--- Begin ---
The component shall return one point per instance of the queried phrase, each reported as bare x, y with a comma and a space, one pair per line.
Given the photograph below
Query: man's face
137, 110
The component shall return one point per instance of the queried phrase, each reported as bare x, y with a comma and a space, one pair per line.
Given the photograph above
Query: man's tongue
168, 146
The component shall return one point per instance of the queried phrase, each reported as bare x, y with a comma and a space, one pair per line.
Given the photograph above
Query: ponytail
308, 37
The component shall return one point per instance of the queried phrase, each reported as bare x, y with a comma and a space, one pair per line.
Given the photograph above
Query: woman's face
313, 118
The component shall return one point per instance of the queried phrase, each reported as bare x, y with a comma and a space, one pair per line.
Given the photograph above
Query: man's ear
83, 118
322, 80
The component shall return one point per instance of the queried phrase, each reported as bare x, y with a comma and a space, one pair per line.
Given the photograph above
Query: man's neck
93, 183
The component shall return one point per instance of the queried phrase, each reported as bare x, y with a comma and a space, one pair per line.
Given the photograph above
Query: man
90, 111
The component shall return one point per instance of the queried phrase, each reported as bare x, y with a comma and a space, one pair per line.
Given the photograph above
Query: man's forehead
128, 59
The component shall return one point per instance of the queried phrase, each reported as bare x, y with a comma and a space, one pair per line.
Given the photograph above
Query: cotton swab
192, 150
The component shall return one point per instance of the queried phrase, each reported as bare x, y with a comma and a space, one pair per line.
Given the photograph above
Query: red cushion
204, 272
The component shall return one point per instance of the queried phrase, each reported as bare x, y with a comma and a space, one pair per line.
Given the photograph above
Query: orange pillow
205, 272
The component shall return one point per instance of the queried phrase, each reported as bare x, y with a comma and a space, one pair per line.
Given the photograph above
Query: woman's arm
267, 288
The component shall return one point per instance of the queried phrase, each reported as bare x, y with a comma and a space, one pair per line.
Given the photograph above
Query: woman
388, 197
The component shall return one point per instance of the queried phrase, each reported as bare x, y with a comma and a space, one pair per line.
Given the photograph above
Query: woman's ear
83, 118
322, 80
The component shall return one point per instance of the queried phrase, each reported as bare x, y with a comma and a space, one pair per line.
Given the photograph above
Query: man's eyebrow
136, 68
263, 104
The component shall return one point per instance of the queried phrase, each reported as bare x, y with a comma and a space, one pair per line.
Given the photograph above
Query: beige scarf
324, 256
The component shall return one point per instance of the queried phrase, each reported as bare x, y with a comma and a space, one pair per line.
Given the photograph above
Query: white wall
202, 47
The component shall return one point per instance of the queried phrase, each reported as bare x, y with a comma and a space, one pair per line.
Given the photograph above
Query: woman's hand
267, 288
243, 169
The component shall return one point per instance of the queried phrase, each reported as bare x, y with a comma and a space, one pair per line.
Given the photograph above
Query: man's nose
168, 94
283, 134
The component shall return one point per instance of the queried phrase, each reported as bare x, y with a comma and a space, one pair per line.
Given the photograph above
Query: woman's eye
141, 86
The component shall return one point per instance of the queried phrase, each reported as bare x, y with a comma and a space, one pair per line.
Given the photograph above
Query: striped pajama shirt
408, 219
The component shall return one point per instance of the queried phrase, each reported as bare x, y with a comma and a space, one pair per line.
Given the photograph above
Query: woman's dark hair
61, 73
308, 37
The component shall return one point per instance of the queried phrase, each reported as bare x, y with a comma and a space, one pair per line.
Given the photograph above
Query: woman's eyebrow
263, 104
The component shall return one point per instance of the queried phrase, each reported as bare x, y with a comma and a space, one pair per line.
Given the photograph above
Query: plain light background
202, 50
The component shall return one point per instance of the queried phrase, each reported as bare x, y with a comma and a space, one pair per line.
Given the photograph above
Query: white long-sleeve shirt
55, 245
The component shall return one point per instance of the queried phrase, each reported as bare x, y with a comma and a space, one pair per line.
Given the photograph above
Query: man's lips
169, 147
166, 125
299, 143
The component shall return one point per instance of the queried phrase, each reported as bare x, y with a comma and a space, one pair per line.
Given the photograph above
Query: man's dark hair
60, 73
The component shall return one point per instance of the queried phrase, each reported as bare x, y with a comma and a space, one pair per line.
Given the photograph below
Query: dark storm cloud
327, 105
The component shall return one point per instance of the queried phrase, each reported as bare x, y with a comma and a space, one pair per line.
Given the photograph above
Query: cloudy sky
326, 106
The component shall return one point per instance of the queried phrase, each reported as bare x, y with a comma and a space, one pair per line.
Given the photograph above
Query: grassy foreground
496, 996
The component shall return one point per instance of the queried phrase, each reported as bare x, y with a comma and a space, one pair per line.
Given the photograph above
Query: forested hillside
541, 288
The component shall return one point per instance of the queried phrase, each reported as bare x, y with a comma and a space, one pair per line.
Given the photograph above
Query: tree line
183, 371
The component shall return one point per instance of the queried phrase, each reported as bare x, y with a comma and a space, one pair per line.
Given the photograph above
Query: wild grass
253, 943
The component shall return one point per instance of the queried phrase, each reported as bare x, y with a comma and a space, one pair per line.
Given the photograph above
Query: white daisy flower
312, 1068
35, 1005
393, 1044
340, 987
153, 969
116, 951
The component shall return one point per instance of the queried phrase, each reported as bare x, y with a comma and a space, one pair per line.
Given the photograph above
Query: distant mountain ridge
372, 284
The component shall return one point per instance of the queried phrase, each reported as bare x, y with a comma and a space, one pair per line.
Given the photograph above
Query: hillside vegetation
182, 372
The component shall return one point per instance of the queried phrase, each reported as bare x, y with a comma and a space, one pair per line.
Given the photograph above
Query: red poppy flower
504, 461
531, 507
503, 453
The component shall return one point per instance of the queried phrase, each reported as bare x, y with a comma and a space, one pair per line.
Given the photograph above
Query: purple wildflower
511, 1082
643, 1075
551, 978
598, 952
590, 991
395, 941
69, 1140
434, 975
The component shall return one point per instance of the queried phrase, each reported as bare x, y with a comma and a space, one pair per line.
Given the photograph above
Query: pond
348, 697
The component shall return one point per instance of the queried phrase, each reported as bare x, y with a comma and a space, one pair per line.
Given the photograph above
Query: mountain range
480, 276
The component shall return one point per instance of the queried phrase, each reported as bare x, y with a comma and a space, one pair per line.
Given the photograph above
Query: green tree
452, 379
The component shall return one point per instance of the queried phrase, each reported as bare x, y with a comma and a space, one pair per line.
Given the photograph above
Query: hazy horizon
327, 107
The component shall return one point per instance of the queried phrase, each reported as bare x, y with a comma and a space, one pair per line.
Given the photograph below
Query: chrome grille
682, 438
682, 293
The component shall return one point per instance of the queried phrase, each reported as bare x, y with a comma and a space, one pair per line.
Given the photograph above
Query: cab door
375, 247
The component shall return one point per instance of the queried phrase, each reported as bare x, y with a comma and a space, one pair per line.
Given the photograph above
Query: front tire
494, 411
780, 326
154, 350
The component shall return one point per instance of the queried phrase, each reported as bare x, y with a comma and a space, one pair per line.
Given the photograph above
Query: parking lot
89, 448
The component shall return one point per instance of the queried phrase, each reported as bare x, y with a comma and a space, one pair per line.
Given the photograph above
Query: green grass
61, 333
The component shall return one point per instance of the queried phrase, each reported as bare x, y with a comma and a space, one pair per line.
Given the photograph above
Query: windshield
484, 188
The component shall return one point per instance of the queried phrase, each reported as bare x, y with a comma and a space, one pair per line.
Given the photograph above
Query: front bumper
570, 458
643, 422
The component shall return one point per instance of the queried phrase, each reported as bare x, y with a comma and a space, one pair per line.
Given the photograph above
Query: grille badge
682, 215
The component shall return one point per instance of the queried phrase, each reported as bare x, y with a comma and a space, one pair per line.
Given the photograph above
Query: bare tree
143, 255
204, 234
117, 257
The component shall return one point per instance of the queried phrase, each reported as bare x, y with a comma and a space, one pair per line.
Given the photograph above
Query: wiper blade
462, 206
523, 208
--- End ---
Exercise directions: Above are the records; retype every one exactly.

Solution to the exercise:
The component shall return one point per instance of the queried phrase, each reported as bare x, y with a comma and a space, one pair per line.
Given the photograph below
Query: man's face
137, 110
The component shall return one point per instance of the queried phrase, each reported as bare x, y with a comma and a space, one pair per line.
Given the photograph above
Query: man's tongue
168, 146
The component shall return one point per instance of the queried phrase, each reported as bare x, y with a comma and a space, one pair per line.
Given the photograph above
Query: ponytail
308, 37
The component shall return one point per instance of the queried phrase, each reported as bare x, y with a comma and a space, one pair per line.
Given the photograph above
Query: woman's face
313, 118
The component shall return one point per instance of the queried phrase, each reported as bare x, y with a comma and a space, one pair per line.
Given the photograph above
Query: man's ear
83, 118
322, 80
The component shall return one point per instance of the queried phrase, each reported as bare x, y with a comma and a space, one pair per line.
Given the photograph above
Query: man's neck
93, 183
The component shall return one point per instance of the queried phrase, each reported as bare x, y with a comma and a space, one pair per line.
Given the photograph above
Query: man
90, 111
The component shall return one point per instance of the queried phrase, each reported as bare x, y with a comma and a space, one pair per line.
Given the photograph above
Query: man's forehead
128, 59
The component shall return one point per instance of the queried phrase, each reported as bare x, y with a comma and a space, one pair per line.
Given the photograph above
Query: cotton swab
192, 150
The component shall return one point per instance of the queried phrase, each reported as bare x, y with a comma and a space, one pair per line.
Given the photograph above
Query: red cushion
204, 272
The component shall return one point per instance of the queried phrase, each reported as bare x, y with a comma and a space, one pair per line.
Given the photograph above
Query: orange pillow
205, 272
The component shall return one point per instance of the queried phrase, each reported as bare x, y with a comma and a space, one pair per line.
Given the photograph above
Query: woman's arm
267, 288
The component shall return one point per instance of the queried phrase, each reported as bare x, y with a comma and a space, one pair per line.
Given the photograph above
Query: woman
388, 197
The component shall return one point per instance of the queried phrase, each reported as bare x, y with a comma and a space, one pair per line.
Given the photograph above
Query: woman's ear
83, 118
322, 80
The component shall return one point per instance of the queried phrase, each reported as bare x, y with a comma and a space, one pair per line.
Given the photograph above
Query: man's eyebrow
136, 68
263, 104
The component shall return one point per instance of the queried phrase, each reported as bare x, y with a comma and a space, one pair per line.
Given the photograph above
Query: beige scarf
324, 256
The component shall return one point per instance of the queried phrase, each reported as bare x, y with a comma and a space, one pair per line.
Given the photograph above
Query: white wall
202, 47
The component shall return one point per instance of the queried phrase, each reported as bare x, y with a comma and a space, one pair per line.
Given the photograph above
Query: woman's hand
267, 288
243, 169
The component shall return one point per instance of the queried phrase, each reported as bare x, y with a comma and a space, one pair per line.
Given the photograph above
Query: man's nose
168, 94
283, 134
The component shall return one point per instance of the queried phrase, each reported as bare x, y with a comma and a space, one pair per line.
Given the photograph above
Query: woman's eye
141, 86
The component shall return one point per instance of the queried phrase, each reported as bare x, y with a comma and a space, one pair per line.
Given the photograph above
Query: striped pajama shirt
408, 219
The component shall return one point per instance of the queried phrase, each reported as bare x, y with a comma and a space, one pair per line.
Given the photograph above
Query: woman's dark hair
61, 73
308, 37
The component shall return one point per instance of the queried phrase, each reported as bare x, y with a comma and a space, one pair per line.
Given the photograph above
Query: woman's eyebrow
263, 104
The component shall return one point per instance of the queried phrase, each reported as bare x, y with a comma and a space, one pair per line.
Given the photograph above
Query: plain light background
202, 50
The component shall return one point per instance of the queried phrase, each reported as bare x, y with a comma and a space, one pair per line.
Given the photograph above
Query: white long-sleeve shirt
55, 245
The component shall return one point per instance of the queried phrase, each reported as bare x, y with a comma and a space, one pair per line.
Given the photograph above
Query: man's lips
169, 147
166, 125
299, 143
The component shall return one point per instance of the queried phrase, each reported as bare x, y with a comma and a space, one pair per line.
Given the photograph above
Query: man's dark hair
60, 73
The component shall return one point per instance of the queried phrase, each reported as bare x, y with a comma and a space, one pair per line.
Given the photograph below
Query: dark storm cloud
327, 105
The component shall return one point per instance of the queried phrase, each reported as bare x, y with a comma and a space, one pair per line.
Given the photograph above
Query: cloudy sky
326, 106
The component shall return one point per instance of the queried phrase, each reported as bare x, y with a comma and a space, one pair per line.
Given the photograph above
Query: grassy foreground
496, 996
The component shall return one point per instance of the queried phrase, each reported as bare x, y with a comma and a space, one pair per line.
Given the photograph above
Query: forested hillside
541, 288
The component shall return one point per instance of the queried phrase, each reported as bare x, y with a comma and a space, one pair per line.
Given the photograph above
Query: tree line
183, 371
The component shall return one point per instance of the queried phrase, each reported as bare x, y with a comma and a space, one pair per line.
Given the photograph above
Query: wild grass
253, 943
The component shall return one point per instance of the queried phrase, each reported as bare x, y with a comma and a space, one pair per line.
Given the photograph above
Query: white daisy flower
312, 1068
35, 1005
393, 1044
340, 987
153, 969
116, 951
The component shall return one point per instance of the queried phrase, each reported as bare x, y with a comma and a space, one pair per line.
Given the photograph above
Query: distant mountain ridge
372, 284
The component shall return one point per instance of the queried phrase, each reported as bare x, y with a comma and a space, one pair per line.
Given the photograph above
Query: hillside vegetation
182, 372
The component shall return one point per instance of the queried phrase, each reported as bare x, y with a comma and a space, one pair per line.
Given the photograph above
Query: red poppy flower
504, 461
531, 507
503, 453
The component shall return one point per instance of the queried phrase, each reported as bare x, y with a comma and a space, one pair per line.
Given the photograph above
Query: purple wildflower
511, 1082
643, 1075
551, 978
598, 952
590, 991
395, 941
69, 1140
434, 975
The component shall return one point per instance of the queried phrase, each reported as bare x, y with a comma and a space, one pair per line.
Given the photograph above
Query: pond
348, 697
The component shall return one point per instance of the queried phrase, each reported as bare x, y with a comma and a space, one pair per line.
Given the photograph above
Query: mountain range
480, 276
The component shall return one point per instance of the queried phrase, each reported as bare x, y with a comma and a space, one pair per line.
Given the photograph above
Query: green tree
452, 379
The component shall return one point per instance of the queried phrase, each reported as bare x, y with a comma and a space, one pair per line.
Given the photograph above
Query: hazy horizon
327, 107
The component shall return one point per instance of the queried phrase, each reported as bare x, y with a comma and a space, one pair per line.
Given the photograph below
Query: chrome grille
682, 438
682, 293
The component shall return one point per instance of the queried phrase, each reported as bare x, y with a comma and a space, one pair per line.
Given the photograph above
Query: cab door
375, 247
The component shall return one point per instance of the queried phrase, each reported as bare x, y with a comma and a space, one pair per line.
Given the photograph above
Query: front tire
494, 411
780, 326
154, 350
The component shall return one point per instance of the queried phrase, each reported as bare x, y with a comma and a space, one pair per line.
Given the photograph above
Query: parking lot
89, 448
The component shall return one point per instance of the queried phrase, each reported as bare x, y with a comma and a space, one pair per line.
Given the photograph above
Query: green grass
61, 333
The component shall return one point per instance of the queried phrase, each reported as bare x, y with a comma and a space, one pair per line.
Given the photograph above
Query: windshield
484, 188
The component shall return one point per instance of the queried phrase, each reported as bare x, y with a comma and a space, one pair per line.
Given the photograph above
Query: front bumper
570, 458
643, 422
The component shall return one point per instance of the queried phrase, each reported as bare x, y with a comma and a space, one pair per line.
Given the photograph above
Query: grille badge
682, 215
The component shall return one point per instance of the queried phrase, each reported as bare x, y with a comma and a space, one pair per line.
Given the photograph above
Query: bare tree
143, 255
204, 234
117, 257
The component shall return one point per instance of the queried phrase, each reported as bare x, y with a comma and a space, one pair per line.
Given the photograph above
Query: wiper blade
462, 206
523, 208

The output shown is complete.